As the clean energy transition heats up, there is no shortage of work left to do for New England’s policymakers, advocates, RTO officials and industry members.

Blowin’ in the Wind

Following a year characterized by high-profile offshore wind project cancellations, 2024 will be a crucial year offshore wind in the Northeast.

The success of the region’s nascent offshore wind industry will have both climate and reliability ramifications: ISO-NE resource adequacy assessments indicate offshore wind will be an essential resource for preventing energy shortfalls in the coming years. (See ISO-NE Study Highlights the Importance of OSW, Nuclear, Stored Fuel.) Offshore wind is also one of the key pieces of the states’ decarbonization ambitions — “an anchor for our state’s short-term and long-term success,” according to Massachusetts’ Gov. Maura Healey.

While the first wave of projects in the Northeast are set to power up in 2024, experts have expressed concern that the recent project cancellations threaten the states’ 2030 clean energy goals and that the region’s next round of projects may not come online until the 2030s because of the delays. (See Long-term Optimism Meets Short-term Concern at Offshore WINDPOWER 2023.)

To counteract the headwinds brought by high interest rates, inflation and supply chain constraints, Massachusetts, Rhode Island and Connecticut have agreed to coordinate their upcoming offshore wind solicitations to use their collective buying power. (See Mass., RI, Conn. Sign Coordination Agreement for OSW Procurement.)

Bids are due Jan. 31. In the meantime, lawmakers will hold their breath hoping for an abundance of affordable proposals.

GOALS:
**A)** List every article title that the New England offshore wind text points readers to with "See".
**B)** Pick up the piece on New England offshore wind after its last sentence and carry it forward.

DATA SUPPLIED:
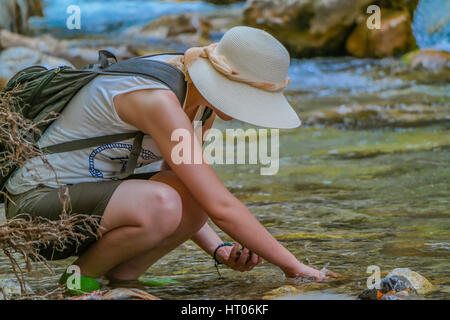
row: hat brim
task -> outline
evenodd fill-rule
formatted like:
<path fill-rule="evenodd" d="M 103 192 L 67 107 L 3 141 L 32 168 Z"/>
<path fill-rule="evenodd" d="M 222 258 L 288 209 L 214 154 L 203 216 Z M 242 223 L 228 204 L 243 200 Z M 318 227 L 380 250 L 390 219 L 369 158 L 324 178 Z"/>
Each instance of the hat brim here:
<path fill-rule="evenodd" d="M 197 59 L 188 71 L 202 96 L 234 119 L 267 128 L 289 129 L 301 125 L 281 91 L 269 92 L 229 80 L 204 58 Z"/>

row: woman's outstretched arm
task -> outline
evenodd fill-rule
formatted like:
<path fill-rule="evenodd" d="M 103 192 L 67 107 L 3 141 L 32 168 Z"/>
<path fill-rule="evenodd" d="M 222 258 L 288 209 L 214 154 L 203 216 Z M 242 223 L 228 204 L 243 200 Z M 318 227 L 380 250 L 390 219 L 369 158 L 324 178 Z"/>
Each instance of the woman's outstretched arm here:
<path fill-rule="evenodd" d="M 308 267 L 284 248 L 234 197 L 220 181 L 213 168 L 205 163 L 175 164 L 172 150 L 179 141 L 171 141 L 175 130 L 190 134 L 191 154 L 201 150 L 191 123 L 176 96 L 168 90 L 140 90 L 121 95 L 116 102 L 120 118 L 152 136 L 164 159 L 211 220 L 231 238 L 278 266 L 288 277 L 321 278 L 318 270 Z"/>

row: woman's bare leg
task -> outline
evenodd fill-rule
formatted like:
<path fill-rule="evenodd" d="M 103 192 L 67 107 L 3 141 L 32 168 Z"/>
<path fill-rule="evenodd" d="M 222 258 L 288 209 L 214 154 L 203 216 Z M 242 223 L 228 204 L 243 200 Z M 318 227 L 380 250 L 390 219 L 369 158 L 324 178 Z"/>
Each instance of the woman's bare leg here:
<path fill-rule="evenodd" d="M 102 237 L 74 264 L 83 275 L 101 277 L 124 261 L 166 245 L 181 221 L 181 198 L 172 187 L 156 181 L 124 181 L 103 214 Z"/>
<path fill-rule="evenodd" d="M 182 200 L 181 222 L 175 232 L 144 254 L 123 262 L 107 273 L 112 279 L 134 280 L 143 274 L 158 259 L 190 239 L 206 223 L 207 215 L 191 196 L 189 190 L 172 171 L 162 171 L 151 178 L 175 189 Z"/>

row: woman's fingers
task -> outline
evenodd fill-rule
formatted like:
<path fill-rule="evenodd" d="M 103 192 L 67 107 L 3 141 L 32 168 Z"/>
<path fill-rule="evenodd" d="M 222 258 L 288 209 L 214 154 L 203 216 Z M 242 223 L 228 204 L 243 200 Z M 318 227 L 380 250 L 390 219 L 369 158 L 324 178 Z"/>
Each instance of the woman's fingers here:
<path fill-rule="evenodd" d="M 249 253 L 250 251 L 247 248 L 244 248 L 244 250 L 242 250 L 241 252 L 241 255 L 239 256 L 239 260 L 237 261 L 237 264 L 239 265 L 239 268 L 242 269 L 242 271 L 246 269 L 245 265 L 247 263 Z"/>
<path fill-rule="evenodd" d="M 339 273 L 336 273 L 336 272 L 333 272 L 333 271 L 330 271 L 330 270 L 327 270 L 327 271 L 325 272 L 325 275 L 326 275 L 326 276 L 333 277 L 333 278 L 339 277 Z"/>
<path fill-rule="evenodd" d="M 258 260 L 259 260 L 258 258 L 259 258 L 258 255 L 256 253 L 252 252 L 251 258 L 248 263 L 252 264 L 253 266 L 256 266 L 258 264 Z"/>

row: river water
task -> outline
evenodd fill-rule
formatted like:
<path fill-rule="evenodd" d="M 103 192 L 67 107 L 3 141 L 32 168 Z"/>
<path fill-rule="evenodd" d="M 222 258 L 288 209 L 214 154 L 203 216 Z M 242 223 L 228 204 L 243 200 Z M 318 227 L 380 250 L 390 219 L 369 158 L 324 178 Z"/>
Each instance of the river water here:
<path fill-rule="evenodd" d="M 145 289 L 163 299 L 252 299 L 289 284 L 357 297 L 367 267 L 377 265 L 382 275 L 399 267 L 417 271 L 436 287 L 425 298 L 449 299 L 448 71 L 344 57 L 292 60 L 289 75 L 286 95 L 303 125 L 280 131 L 278 174 L 261 176 L 258 165 L 216 171 L 302 262 L 343 277 L 290 280 L 264 262 L 250 273 L 222 267 L 220 279 L 212 259 L 187 242 L 146 274 L 178 283 Z M 71 261 L 52 265 L 60 274 Z M 0 277 L 12 277 L 9 268 L 0 256 Z M 32 287 L 52 289 L 58 276 L 39 269 L 28 278 Z"/>

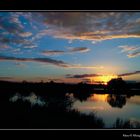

RESULTS IN ORDER:
**A)**
1. ISO-NE Study Highlights the Importance of OSW, Nuclear, Stored Fuel
2. Long-term Optimism Meets Short-term Concern at Offshore WINDPOWER 2023
3. Mass., RI, Conn. Sign Coordination Agreement for OSW Procurement

**B)**
Eyes on the Capacity Market

Major changes to ISO-NE’s forward capacity market are on the horizon in 2024. In early November, ISO-NE filed to delay forward capacity auction (FCA) 19 by a year to complete its ongoing resource capacity accreditation (RCA) project and consider structural changes to the capacity auction’s design. (See NEPOOL Votes to Delay FCA 19.)

The RCA project is set to shake up how the capacity market values the contributions of various resource types and could have significant implications on the capacity revenues available to both fossil and renewable generators.

Prior to a delay in the RCA project caused by a software error last year, early results (subject to change) indicated the accreditation changes would boost offshore wind and energy efficiency, while lowering the accreditation values of solar, storage and most fossil resources.

Gas resources that lack firm fuel commitments are likely to take an accreditation hit, incentivizing gas plants to firm up their fuel supplies through pipeline contracts or other supply arrangements. A similar phenomenon could occur for storage — short-duration batteries are likely to lose accreditation value, creating incentives for the development of longer-duration batteries. The RCA updates also likely will create an incentive for oil-burning resources to increase their on-site storage capabilities to improve their accreditation.

Grid officials and stakeholders also will spend a significant portion of the upcoming year considering whether to change the capacity market design from a forward-annual market to a prompt-seasonal market.

While auctions currently are held more than three years prior to their yearlong capacity commitment period (CCP), the prompt-seasonal format under consideration would cut the period between the auction and the CCP to just a few months, while breaking up the CCP into distinct seasons. (See Analysis Group Recommends Prompt, Seasonal Capacity Market for ISO-NE.)

A draft report by Analysis Group recently recommended ISO-NE make the changes for FCA 19, saying a prompt-seasonal market would better prepare the region for the evolving resource and risk profile. ISO-NE plans to make its own recommendation in early 2024, after which stakeholder and grid officers would have to hammer out the specifics of the new capacity market.

Fossil Fuel Infrastructure, New and Old

The new year likely will bring some clarity to the ongoing saga of the Everett LNG import terminal, which has an uncertain future with the impending retirement of its main customer, the Mystic Generating Station, in the spring of 2024.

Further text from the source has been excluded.